Description of the task
From the line that contains "Find the car's front" through the line that contains "Find the car shadow", output every line of the listing below exactly and leave out all the rest.

Source records
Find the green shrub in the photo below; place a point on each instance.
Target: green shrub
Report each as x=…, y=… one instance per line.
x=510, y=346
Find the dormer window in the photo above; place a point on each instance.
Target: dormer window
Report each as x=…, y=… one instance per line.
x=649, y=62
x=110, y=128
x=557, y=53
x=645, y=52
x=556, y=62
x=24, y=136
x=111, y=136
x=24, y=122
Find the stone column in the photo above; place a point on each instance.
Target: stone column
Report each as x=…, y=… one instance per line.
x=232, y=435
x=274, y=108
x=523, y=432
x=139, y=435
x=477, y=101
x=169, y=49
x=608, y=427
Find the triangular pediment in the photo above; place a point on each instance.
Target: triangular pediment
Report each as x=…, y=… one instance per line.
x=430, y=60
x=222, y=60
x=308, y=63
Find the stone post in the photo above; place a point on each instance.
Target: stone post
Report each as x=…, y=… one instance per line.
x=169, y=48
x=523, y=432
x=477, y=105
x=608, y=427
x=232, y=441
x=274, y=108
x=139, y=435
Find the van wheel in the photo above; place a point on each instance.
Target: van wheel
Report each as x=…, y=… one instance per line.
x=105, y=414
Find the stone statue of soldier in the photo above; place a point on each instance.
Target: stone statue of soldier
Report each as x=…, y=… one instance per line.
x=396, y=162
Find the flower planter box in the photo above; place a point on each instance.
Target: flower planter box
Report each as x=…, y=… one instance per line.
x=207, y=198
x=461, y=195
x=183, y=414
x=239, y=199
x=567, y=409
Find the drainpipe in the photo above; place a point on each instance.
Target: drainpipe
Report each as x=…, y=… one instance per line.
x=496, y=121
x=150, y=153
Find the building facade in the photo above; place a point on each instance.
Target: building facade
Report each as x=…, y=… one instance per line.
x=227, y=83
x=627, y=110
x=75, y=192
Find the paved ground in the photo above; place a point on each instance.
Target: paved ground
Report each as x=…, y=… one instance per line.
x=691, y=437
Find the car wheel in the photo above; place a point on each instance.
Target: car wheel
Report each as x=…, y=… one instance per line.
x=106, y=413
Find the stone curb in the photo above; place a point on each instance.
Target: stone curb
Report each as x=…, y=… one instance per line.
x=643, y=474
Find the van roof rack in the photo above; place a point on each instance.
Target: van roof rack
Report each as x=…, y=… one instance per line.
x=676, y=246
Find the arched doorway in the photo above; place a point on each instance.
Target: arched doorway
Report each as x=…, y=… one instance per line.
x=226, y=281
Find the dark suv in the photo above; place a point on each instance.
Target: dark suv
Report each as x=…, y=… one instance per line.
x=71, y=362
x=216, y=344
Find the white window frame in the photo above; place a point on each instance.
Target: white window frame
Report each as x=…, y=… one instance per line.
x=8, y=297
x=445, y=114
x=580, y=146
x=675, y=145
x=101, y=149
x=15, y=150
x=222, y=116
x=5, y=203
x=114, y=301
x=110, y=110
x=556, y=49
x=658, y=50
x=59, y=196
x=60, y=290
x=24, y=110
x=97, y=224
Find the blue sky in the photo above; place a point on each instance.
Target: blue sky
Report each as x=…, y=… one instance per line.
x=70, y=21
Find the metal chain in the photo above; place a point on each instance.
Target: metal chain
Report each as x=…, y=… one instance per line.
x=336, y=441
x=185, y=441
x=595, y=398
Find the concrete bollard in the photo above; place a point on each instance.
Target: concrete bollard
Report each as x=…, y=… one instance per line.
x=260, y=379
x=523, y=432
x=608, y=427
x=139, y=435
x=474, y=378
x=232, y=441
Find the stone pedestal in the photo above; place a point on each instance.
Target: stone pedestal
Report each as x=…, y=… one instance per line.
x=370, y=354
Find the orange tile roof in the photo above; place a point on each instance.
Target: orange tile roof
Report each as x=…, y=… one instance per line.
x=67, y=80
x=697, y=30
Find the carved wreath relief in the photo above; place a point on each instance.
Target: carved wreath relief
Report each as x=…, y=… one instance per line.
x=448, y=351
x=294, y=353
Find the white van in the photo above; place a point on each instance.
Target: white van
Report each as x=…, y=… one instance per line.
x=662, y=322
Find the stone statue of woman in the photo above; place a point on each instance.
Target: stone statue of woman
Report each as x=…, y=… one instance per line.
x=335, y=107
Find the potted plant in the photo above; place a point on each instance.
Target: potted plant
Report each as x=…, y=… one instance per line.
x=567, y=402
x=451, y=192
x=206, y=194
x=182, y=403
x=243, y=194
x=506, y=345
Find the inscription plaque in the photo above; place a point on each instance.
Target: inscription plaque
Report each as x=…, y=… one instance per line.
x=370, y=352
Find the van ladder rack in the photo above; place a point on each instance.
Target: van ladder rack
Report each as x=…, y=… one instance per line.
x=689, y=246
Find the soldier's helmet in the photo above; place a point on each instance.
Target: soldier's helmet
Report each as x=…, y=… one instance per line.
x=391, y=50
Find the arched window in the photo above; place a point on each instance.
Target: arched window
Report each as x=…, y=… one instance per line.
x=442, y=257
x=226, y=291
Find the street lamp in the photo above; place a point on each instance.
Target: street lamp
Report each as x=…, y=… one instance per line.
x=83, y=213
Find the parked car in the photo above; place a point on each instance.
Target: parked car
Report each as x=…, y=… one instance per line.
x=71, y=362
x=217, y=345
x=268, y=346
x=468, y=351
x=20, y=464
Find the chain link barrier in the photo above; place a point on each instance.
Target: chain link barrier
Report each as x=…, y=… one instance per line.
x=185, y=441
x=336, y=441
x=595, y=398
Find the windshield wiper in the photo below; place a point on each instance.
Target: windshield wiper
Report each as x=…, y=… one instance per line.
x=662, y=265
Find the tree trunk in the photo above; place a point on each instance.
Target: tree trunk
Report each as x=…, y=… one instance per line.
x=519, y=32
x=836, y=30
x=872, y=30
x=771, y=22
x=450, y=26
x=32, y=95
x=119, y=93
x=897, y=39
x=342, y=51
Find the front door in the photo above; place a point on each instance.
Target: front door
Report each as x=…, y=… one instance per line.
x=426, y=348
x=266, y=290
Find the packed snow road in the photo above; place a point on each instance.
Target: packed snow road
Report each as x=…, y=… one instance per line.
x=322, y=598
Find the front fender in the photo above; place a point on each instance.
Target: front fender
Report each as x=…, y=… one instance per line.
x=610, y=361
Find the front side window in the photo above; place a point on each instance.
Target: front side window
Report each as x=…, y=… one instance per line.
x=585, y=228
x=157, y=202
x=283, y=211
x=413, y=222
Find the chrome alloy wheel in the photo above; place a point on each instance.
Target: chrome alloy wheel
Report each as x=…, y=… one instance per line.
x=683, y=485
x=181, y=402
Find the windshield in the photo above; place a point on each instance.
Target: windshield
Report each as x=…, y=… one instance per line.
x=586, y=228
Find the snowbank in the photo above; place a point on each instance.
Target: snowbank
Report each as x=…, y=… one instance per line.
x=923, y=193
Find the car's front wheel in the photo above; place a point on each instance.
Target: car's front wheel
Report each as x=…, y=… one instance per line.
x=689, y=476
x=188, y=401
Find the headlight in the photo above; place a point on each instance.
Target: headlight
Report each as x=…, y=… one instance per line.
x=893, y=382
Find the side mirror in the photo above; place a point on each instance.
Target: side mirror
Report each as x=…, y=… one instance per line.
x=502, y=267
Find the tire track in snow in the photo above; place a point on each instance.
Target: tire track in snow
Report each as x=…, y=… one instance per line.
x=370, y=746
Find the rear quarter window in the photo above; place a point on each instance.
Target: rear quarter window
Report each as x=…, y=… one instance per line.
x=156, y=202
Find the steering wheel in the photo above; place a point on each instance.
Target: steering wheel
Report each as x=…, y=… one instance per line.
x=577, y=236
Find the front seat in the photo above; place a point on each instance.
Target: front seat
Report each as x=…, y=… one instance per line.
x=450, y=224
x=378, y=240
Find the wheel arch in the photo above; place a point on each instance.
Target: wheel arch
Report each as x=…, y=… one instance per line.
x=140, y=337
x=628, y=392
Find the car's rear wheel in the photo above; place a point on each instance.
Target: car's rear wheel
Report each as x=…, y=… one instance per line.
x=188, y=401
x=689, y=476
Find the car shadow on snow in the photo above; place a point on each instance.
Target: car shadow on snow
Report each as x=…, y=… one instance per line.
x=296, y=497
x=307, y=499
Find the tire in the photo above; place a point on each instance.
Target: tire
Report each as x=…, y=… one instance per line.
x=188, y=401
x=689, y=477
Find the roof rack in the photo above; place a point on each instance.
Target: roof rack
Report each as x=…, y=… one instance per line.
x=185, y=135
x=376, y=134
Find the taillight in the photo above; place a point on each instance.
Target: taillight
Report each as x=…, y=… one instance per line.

Finished exercise
Find the car's front wheel in the photo above; place a point on each instance.
Target: car's front wheel
Report each as x=…, y=… one instance per line.
x=689, y=476
x=188, y=401
Find the headlight in the photo above; place a point on each instance.
Target: headlight
Report each as x=…, y=… one instance per line.
x=893, y=382
Find the side mirror in the photo above; place a point on each instance.
Target: side mirror
Report each as x=…, y=… one instance per line.
x=502, y=267
Find the tire track in snow in the photo above; place a point on each instance.
Target: tire track in snow
Report each as x=…, y=… one instance per line.
x=370, y=746
Find the rear quarter window in the photo above; place a point on each instance.
Target: rear quarter window
Report each as x=…, y=… one instance per line.
x=156, y=202
Find the steering wheel in the photo above; place a point on each instance.
Target: steering wheel
Report each as x=…, y=… one instance per line.
x=577, y=236
Find the front seat in the photo above; place a point on each instance.
Target: front seat
Report each as x=…, y=… one instance per line.
x=450, y=224
x=378, y=240
Find the wheel arch in the photo above; place a point on each instance.
Target: wheel arch
Report each as x=…, y=… one instance per line.
x=140, y=337
x=628, y=392
Find the car's rear wheel in the photo above; place a point on each instance.
Target: car's rear wheel
Report each as x=…, y=… one instance per line.
x=188, y=401
x=689, y=476
Find the car shadow on snow in the photo above; place a point on each instance.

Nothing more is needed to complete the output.